▶ _WORK TO BE COMPLETED_
What is needed is a faithful copy of all the entries, with no pictures in it.
....................
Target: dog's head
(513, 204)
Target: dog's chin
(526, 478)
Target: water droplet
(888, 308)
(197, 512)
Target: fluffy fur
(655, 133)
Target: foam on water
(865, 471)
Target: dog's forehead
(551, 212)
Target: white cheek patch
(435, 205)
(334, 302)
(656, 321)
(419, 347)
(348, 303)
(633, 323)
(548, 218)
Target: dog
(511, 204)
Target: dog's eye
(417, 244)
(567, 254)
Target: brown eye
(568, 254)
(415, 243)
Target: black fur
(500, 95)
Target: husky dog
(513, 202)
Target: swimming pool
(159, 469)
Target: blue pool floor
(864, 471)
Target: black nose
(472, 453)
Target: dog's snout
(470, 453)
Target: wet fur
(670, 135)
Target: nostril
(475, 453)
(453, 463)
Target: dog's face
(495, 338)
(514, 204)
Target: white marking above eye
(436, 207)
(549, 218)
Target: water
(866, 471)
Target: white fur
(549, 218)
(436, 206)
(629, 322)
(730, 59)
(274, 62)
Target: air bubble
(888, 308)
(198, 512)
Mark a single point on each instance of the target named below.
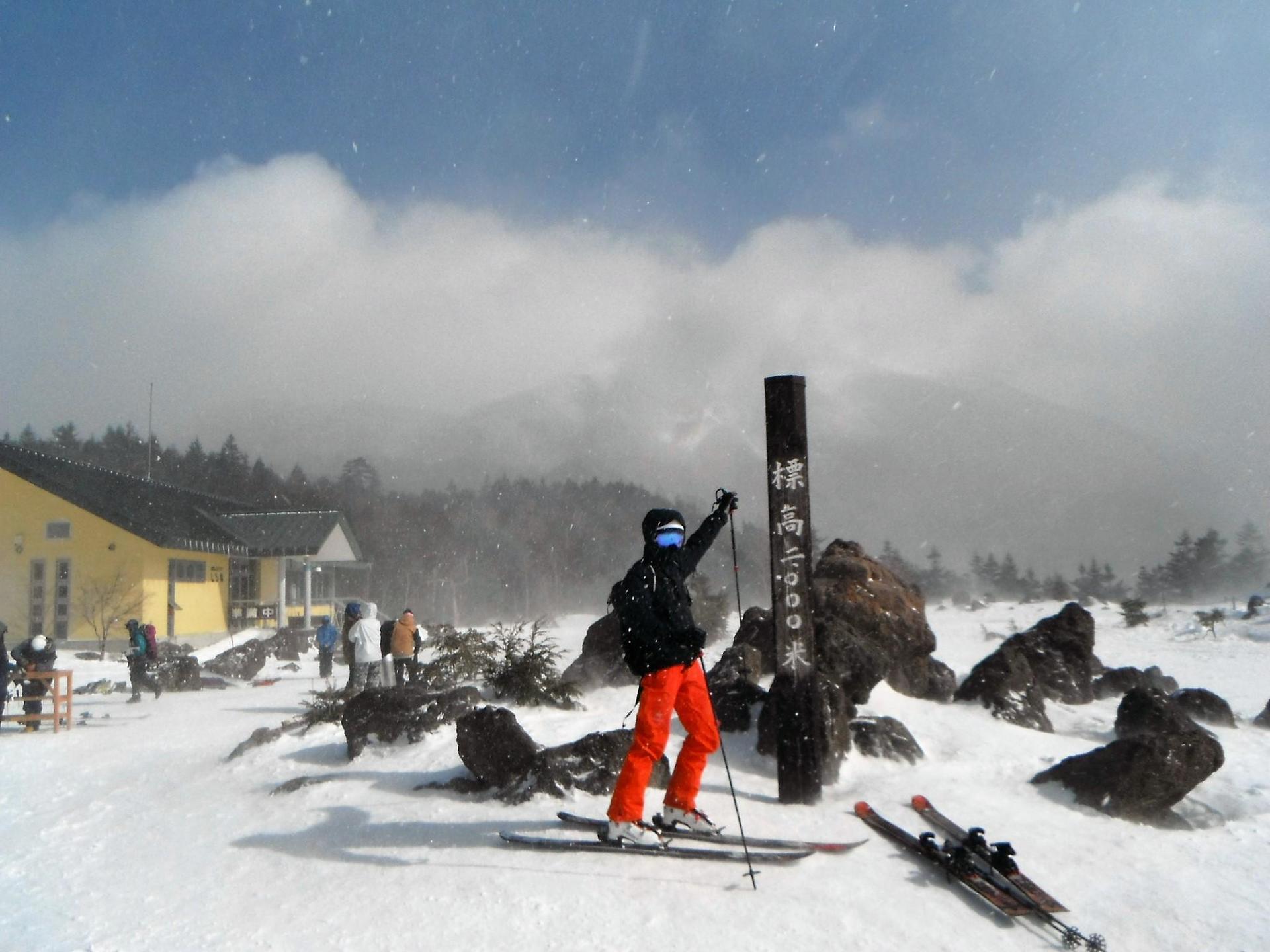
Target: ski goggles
(669, 537)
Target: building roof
....................
▶ _TASK ANSWER_
Target: dog's head
(513, 204)
Target: dog's chin
(526, 478)
Target: water droplet
(888, 308)
(197, 512)
Target: fluffy fur
(655, 133)
Target: foam on water
(865, 471)
Target: dog's forehead
(551, 212)
Target: white cheek patch
(435, 205)
(334, 302)
(656, 321)
(419, 347)
(348, 303)
(633, 323)
(548, 218)
Target: dog
(511, 204)
Target: dog's eye
(417, 244)
(567, 254)
Target: brown eye
(568, 254)
(415, 243)
Target: black fur
(500, 95)
Target: husky dog
(513, 202)
Target: swimming pool
(159, 469)
Target: blue pool floor
(864, 471)
Target: black nose
(472, 453)
Target: dog's snout
(470, 453)
Target: wet fur
(670, 135)
Target: nostril
(475, 453)
(453, 463)
Target: dog's face
(495, 338)
(514, 204)
Target: white marking above eye
(436, 207)
(549, 218)
Target: water
(866, 471)
Target: white fur
(549, 218)
(436, 206)
(629, 322)
(730, 59)
(274, 62)
Target: air bubble
(888, 308)
(198, 512)
Mark a single point on each instance of the target named below.
Target: ski goggles
(669, 537)
Target: building roof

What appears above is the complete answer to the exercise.